== Exercise brief ==
Pictures do not belong in your copy. Repeat all the other data exactly.

Image-grounded pointing data
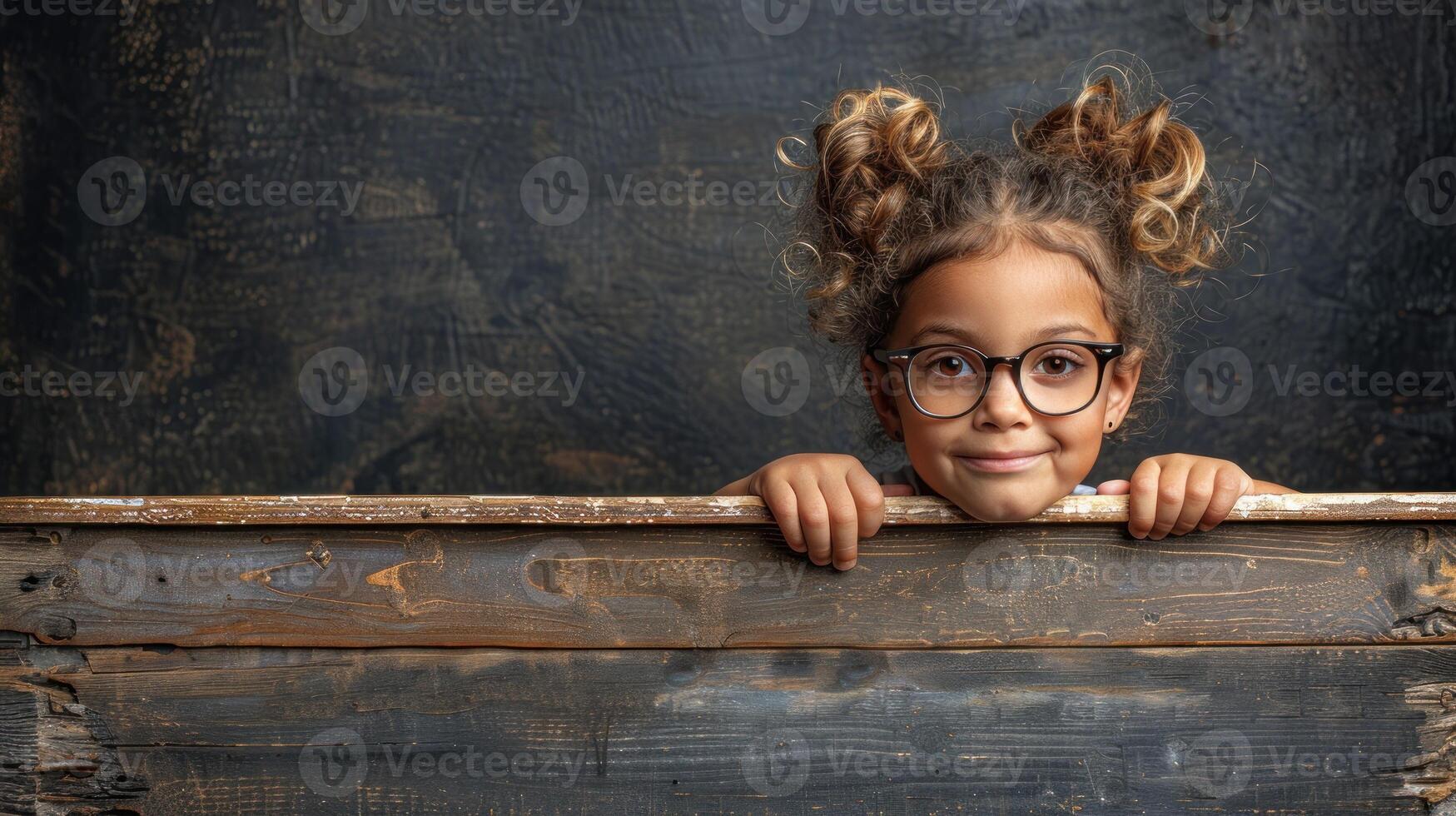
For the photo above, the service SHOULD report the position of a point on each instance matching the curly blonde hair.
(1125, 192)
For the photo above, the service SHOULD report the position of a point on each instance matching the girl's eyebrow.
(968, 337)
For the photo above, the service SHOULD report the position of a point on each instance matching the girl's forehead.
(1006, 299)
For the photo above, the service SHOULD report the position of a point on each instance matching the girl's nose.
(1002, 407)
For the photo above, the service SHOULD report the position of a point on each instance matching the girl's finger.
(1197, 491)
(870, 499)
(1142, 499)
(785, 506)
(812, 519)
(1228, 485)
(843, 522)
(1172, 483)
(1114, 487)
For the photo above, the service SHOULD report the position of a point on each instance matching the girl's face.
(1003, 460)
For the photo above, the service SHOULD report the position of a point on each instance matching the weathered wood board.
(342, 654)
(1030, 730)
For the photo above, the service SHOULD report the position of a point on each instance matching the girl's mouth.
(1001, 464)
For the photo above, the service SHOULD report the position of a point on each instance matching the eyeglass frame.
(1104, 353)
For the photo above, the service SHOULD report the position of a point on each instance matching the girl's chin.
(1008, 506)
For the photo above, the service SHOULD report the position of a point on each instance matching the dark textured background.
(661, 306)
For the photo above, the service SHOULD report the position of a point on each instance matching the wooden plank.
(733, 586)
(647, 509)
(1037, 730)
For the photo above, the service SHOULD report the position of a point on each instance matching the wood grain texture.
(1038, 730)
(649, 509)
(727, 586)
(440, 267)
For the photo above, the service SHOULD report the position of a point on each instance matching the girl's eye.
(1057, 366)
(950, 366)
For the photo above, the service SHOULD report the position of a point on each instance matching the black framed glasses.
(1055, 378)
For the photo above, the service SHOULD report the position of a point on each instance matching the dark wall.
(449, 260)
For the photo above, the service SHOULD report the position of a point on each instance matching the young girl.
(1006, 303)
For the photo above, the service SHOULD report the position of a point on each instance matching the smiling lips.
(1003, 462)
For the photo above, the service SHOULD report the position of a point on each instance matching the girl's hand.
(824, 503)
(1177, 493)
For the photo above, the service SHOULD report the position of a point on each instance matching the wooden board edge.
(202, 510)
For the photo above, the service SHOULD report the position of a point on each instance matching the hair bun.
(1155, 165)
(876, 151)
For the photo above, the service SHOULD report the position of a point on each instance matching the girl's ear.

== Response below ==
For the photo above, the service SHOULD report the position of a point on each instance matching the curly blonde hair.
(1125, 192)
For the photo above, the service SHOULD report the position of a point on each instance matching the girl's eyebrow.
(968, 337)
For the photo above, the service SHOULD report the position of a point on each instance matching the girl's forehead.
(1006, 299)
For the photo above, the service SHOULD report the position of a point on each instance matching the girl's nose.
(1002, 407)
For the photo above, the service SHOULD report the position of a point on each instance matching the girl's finger.
(1197, 491)
(870, 499)
(1142, 499)
(785, 506)
(812, 519)
(1228, 485)
(843, 522)
(1172, 483)
(1114, 487)
For the photo above, the service SHOULD report the position of a point on each instance matching the girl's face.
(1003, 460)
For the photo above, the service SHOULD report the position of a point on each instance matching the weathered wood board.
(342, 654)
(1030, 730)
For the photo above, the service SHOULD report the position of a point on each instance matching the girl's mouth.
(1001, 464)
For the photo above, the service SHOULD report the position of a point on each instance matching the eyeglass frame.
(1104, 353)
For the photo above, the service SHOULD report the position of a point on each instance matching the girl's chin.
(1008, 506)
For the photo above, the service SHOULD report the position of a point on each instance matching the dark textured background.
(661, 306)
For the photo above, the service SHOULD report the position of a point on each instance matching the wooden plank.
(733, 586)
(647, 509)
(1037, 730)
For the photo above, the service SHOULD report the position of a point on each instance matching the wood grain texture.
(1038, 730)
(649, 509)
(727, 586)
(440, 267)
For the photo above, the service SHOULD report the position of a point on each instance matching the girl's eye.
(1057, 366)
(950, 366)
For the photo above, the service SHOULD report the position of a point on each instance matching the black framed glasses.
(1055, 378)
For the photo above, the service SHOULD report the position of a point on each instance matching the dark wall.
(449, 260)
For the photo above, the service SHOULD report the position of a point on each instance matching the young girl.
(1006, 303)
For the photo above, the service SHOULD report the position of a point on each instance matching the smiling lips.
(1003, 462)
For the photo above, the service SHOULD report the position of a point on each instance matching the girl's hand.
(824, 503)
(1177, 493)
For the photo above, the service SHOULD report the position of a point on each instance matching the wooden board edge.
(202, 510)
For the photo above, the service SHOULD report the position of a point on each instance matching the hair bun.
(1155, 165)
(876, 151)
For the photo above, the service SHOULD report the position of a point on each instance matching the girl's ear.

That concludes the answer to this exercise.